[Stored data entries]
/---

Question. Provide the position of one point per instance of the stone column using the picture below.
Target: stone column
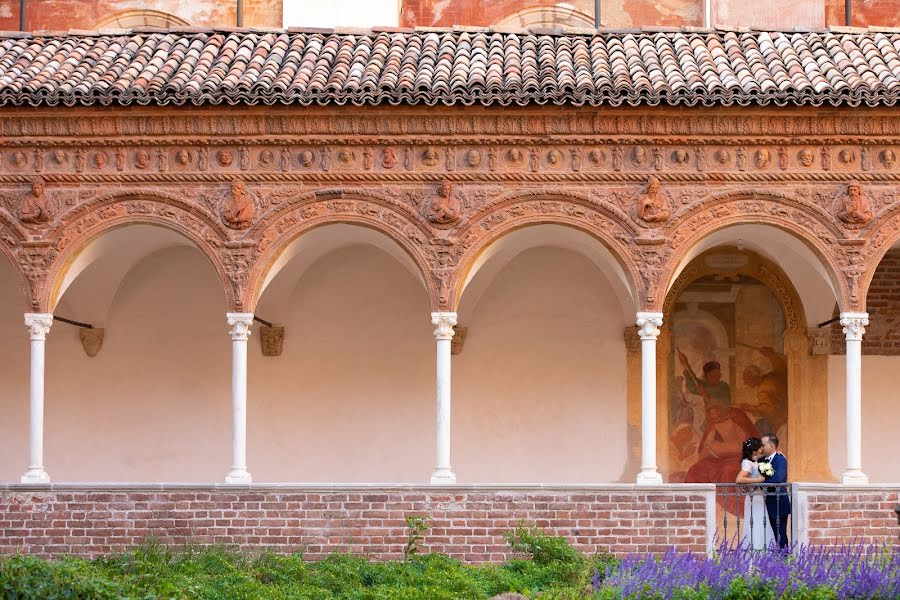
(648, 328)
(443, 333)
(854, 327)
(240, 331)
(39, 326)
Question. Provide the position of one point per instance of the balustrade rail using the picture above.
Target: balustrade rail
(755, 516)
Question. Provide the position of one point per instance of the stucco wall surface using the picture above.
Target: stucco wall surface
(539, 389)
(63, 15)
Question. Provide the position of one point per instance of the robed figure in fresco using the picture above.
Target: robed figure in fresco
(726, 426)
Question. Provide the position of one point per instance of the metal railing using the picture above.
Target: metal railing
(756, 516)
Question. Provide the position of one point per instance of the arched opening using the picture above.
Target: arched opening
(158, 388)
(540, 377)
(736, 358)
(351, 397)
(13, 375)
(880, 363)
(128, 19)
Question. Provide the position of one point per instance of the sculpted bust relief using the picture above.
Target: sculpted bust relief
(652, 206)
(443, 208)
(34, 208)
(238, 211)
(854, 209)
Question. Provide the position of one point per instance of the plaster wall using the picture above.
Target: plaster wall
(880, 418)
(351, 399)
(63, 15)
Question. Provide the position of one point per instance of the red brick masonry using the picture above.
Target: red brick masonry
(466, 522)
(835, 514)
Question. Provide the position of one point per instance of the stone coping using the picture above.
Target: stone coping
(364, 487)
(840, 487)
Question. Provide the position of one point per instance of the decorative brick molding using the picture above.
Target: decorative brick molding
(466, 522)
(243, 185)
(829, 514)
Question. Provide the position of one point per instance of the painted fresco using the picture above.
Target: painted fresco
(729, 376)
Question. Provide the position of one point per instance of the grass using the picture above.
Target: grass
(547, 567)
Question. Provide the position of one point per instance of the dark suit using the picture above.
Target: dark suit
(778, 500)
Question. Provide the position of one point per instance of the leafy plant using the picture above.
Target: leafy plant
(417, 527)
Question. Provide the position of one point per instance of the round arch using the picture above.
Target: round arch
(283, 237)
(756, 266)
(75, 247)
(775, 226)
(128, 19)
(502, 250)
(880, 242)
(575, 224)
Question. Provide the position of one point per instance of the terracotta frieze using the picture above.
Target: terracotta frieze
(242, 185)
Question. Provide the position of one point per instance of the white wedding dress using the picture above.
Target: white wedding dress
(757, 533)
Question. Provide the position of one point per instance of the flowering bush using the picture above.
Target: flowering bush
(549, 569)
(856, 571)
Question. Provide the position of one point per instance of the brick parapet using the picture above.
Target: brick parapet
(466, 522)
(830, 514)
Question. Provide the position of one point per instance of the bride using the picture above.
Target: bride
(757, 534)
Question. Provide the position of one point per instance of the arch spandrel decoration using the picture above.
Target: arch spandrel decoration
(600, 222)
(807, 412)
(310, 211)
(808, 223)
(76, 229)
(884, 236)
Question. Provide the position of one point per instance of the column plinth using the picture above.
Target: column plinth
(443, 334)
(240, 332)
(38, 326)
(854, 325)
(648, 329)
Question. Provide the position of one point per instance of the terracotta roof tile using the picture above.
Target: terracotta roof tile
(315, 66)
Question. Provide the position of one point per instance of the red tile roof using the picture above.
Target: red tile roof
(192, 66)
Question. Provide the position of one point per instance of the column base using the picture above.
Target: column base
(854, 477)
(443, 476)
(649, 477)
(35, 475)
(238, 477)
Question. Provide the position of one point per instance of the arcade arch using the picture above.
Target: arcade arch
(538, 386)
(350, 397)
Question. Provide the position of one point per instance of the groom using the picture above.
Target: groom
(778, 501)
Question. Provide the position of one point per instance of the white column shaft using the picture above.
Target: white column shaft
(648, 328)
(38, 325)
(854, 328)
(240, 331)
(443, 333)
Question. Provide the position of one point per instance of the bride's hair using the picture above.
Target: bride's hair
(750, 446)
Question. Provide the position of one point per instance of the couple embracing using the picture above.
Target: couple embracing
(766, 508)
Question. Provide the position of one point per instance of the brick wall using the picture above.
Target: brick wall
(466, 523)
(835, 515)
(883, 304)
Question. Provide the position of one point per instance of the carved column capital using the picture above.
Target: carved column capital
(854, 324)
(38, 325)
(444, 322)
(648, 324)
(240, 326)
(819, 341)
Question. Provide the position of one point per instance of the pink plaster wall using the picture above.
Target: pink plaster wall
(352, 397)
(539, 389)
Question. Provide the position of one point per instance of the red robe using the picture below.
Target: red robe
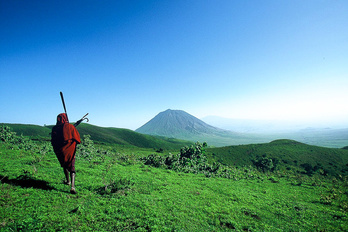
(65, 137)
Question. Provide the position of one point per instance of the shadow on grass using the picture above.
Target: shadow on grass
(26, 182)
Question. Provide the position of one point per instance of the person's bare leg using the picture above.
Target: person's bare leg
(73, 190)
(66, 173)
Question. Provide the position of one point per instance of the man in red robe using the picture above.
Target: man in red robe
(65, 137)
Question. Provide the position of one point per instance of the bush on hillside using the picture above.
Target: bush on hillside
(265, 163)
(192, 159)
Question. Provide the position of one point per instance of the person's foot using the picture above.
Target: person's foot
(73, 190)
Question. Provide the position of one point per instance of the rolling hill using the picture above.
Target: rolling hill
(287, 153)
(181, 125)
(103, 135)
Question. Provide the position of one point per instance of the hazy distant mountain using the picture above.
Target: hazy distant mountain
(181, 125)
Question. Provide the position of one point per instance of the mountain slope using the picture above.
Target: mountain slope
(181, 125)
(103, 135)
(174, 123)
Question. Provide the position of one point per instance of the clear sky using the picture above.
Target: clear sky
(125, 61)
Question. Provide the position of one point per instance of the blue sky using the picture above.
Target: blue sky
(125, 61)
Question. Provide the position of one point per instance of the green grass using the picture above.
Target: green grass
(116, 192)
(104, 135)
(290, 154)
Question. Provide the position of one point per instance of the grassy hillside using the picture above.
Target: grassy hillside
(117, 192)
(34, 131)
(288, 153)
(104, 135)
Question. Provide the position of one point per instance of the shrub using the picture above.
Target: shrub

\---

Brief
Omit all pictures while transcribing the entries verbatim.

Solution for this problem
Question. Provide the position of one point per instance of the stone column using the picture below.
Target: stone column
(648, 328)
(443, 333)
(854, 327)
(240, 331)
(39, 326)
Question. Provide the position of one point per instance of the balustrade rail using the picture above.
Target: balustrade rail
(755, 516)
Question. Provide the position of one point per instance of the stucco wall surface using the picture above.
Target: stucco wall surface
(539, 389)
(63, 15)
Question. Provide the position of one point per instance of the robed figure in fresco using the picture above.
Target: robed figure in fresco
(726, 426)
Question. Provide the position of one point per instance of the metal railing using the picture above.
Target: metal railing
(756, 516)
Question. Provide the position of one point per instance of the arched opening using the picture above.
Target: arched opening
(158, 388)
(540, 377)
(736, 358)
(351, 397)
(13, 375)
(880, 363)
(128, 19)
Question. Provide the position of one point per instance of the sculpted bust relief using the picture above.
Target: sculpted bust relief
(652, 206)
(443, 208)
(34, 208)
(238, 211)
(854, 209)
Question. Provide the position of one point per instance of the plaster wall using the picture above.
Target: plaster wall
(880, 418)
(351, 399)
(63, 15)
Question. Provide the position of one point per instance of the red brick masonry using the picture above.
Target: red brick masonry
(466, 522)
(835, 514)
Question. Provide the position of one point per instance of the stone coping using the picture above.
Target: stone coping
(364, 487)
(840, 487)
Question. Provide the position of one point per instance of the decorative brick molding using the picture above.
Target: decorative brick molding
(466, 522)
(243, 185)
(829, 514)
Question. Provide the position of one point per instance of the painted fresco using the picture above.
Target: painted fresco
(729, 376)
Question. Provide the position of one point per instance of the grass using the picture above.
Target: grass
(547, 567)
Question. Provide the position of one point per instance of the dark suit using the picture above.
Target: dark suit
(778, 500)
Question. Provide the position of one point per instance of the leafy plant using the picture above.
Target: leafy plant
(417, 527)
Question. Provide the position of one point per instance of the round arch using the picture above.
Target: round arch
(283, 237)
(756, 266)
(75, 247)
(775, 226)
(128, 19)
(502, 250)
(880, 242)
(575, 224)
Question. Provide the position of one point per instance of the terracotta frieze using the picture above.
Target: terracotta frieze
(242, 185)
Question. Provide the position of one point per instance of the white wedding dress using the picture above.
Target: white wedding dress
(757, 533)
Question. Provide the position of one point per instance of the flowering bush using the picture above.
Target: flowering bush
(549, 569)
(856, 571)
Question. Provide the position of one point per instance of the brick parapet using the picture above.
Target: brick parapet
(466, 522)
(830, 514)
Question. Provide the position of one point per instance of the bride using the picture above.
Target: bride
(757, 534)
Question. Provide the position of one point per instance of the arch spandrel decoration using the picture above.
Target: arch spandrel decoration
(600, 222)
(807, 412)
(310, 211)
(808, 223)
(76, 229)
(884, 236)
Question. Provide the position of one point per instance of the column plinth using the picture above.
Target: column plinth
(443, 334)
(240, 332)
(38, 326)
(854, 325)
(648, 329)
Question. Provide the position of one point per instance of the terracotta roof tile using the picture above.
Target: terracotta roof tile
(315, 66)
Question. Provide the position of one point per instance of the red tile roof using the picture above.
Target: red tile roof
(192, 66)
Question. Provide the position of one point per instance of the column base using the picture above.
Target: column base
(854, 477)
(443, 476)
(649, 477)
(35, 475)
(238, 477)
Question. Provide the position of one point per instance of the arcade arch using the picture above.
Target: arcade arch
(538, 386)
(350, 397)
Question. Provide the position of one point per instance of the groom using the picture above.
Target: groom
(778, 501)
Question. Provide the position of one point per instance of the white column shaft using the picture above.
Target: white column shaft
(648, 328)
(38, 325)
(854, 328)
(240, 331)
(443, 333)
Question. Provide the position of one point per instance of the bride's hair using the picture above.
Target: bride's hair
(750, 446)
Question. Provide the position of one point per instance of the couple embracing using the picture above.
Target: couple embracing
(766, 508)
Question. Provide the position of one point per instance of the brick wall using the picture above.
Target: brick wall
(466, 523)
(835, 515)
(883, 304)
Question. Provide the position of one point per instance of the carved column capital using the picture above.
Target: carved column capital
(854, 324)
(38, 325)
(444, 322)
(648, 324)
(240, 326)
(819, 341)
Question. Provide the position of one point per instance of the pink plaster wall using the picture above.
Target: pink plaster wall
(352, 397)
(539, 389)
Question. Provide the position of one point per instance of the red robe using the picture below.
Target: red robe
(65, 137)
Question. Provide the position of one point per instance of the shadow on grass using the picture above.
Target: shadow on grass
(26, 182)
Question. Provide the position of one point per instance of the person's bare leg using the picture above.
Target: person's bare leg
(73, 190)
(66, 173)
Question. Provide the position of one point per instance of the man in red robe using the picture above.
Target: man in red robe
(65, 137)
Question. Provide the position of one point per instance of the bush on hillside using the picture above.
Target: bush on hillside
(265, 163)
(192, 159)
Question. Provide the position of one point per instance of the person's foot using the picture above.
Target: person's foot
(73, 190)
Question. Provide the position of one point per instance of the rolling hill using the picture above.
Target: rolling hill
(287, 153)
(181, 125)
(103, 135)
Question. Provide the position of one point per instance of the hazy distant mountain using the picture above.
Target: hazy distant mountain
(181, 125)
Question. Provide the position of one point per instance of the mountain slope using the picture above.
Target: mountain slope
(181, 125)
(103, 135)
(174, 123)
Question. Provide the position of one point per instance of the clear sky using the picture above.
Target: clear sky
(125, 61)
Question. Provide the position of one point per instance of the blue sky using the picture above.
Target: blue sky
(125, 61)
Question. Provide the position of one point per instance of the green grass using the picture above.
Target: green grass
(116, 192)
(104, 135)
(290, 154)
Question. Provide the position of one point per instance of the grassy hillside using the picture above.
Target: grassy hillside
(117, 192)
(34, 131)
(288, 153)
(104, 135)
Question. Provide the position of one point per instance of the shrub using the picture above.
Target: shrub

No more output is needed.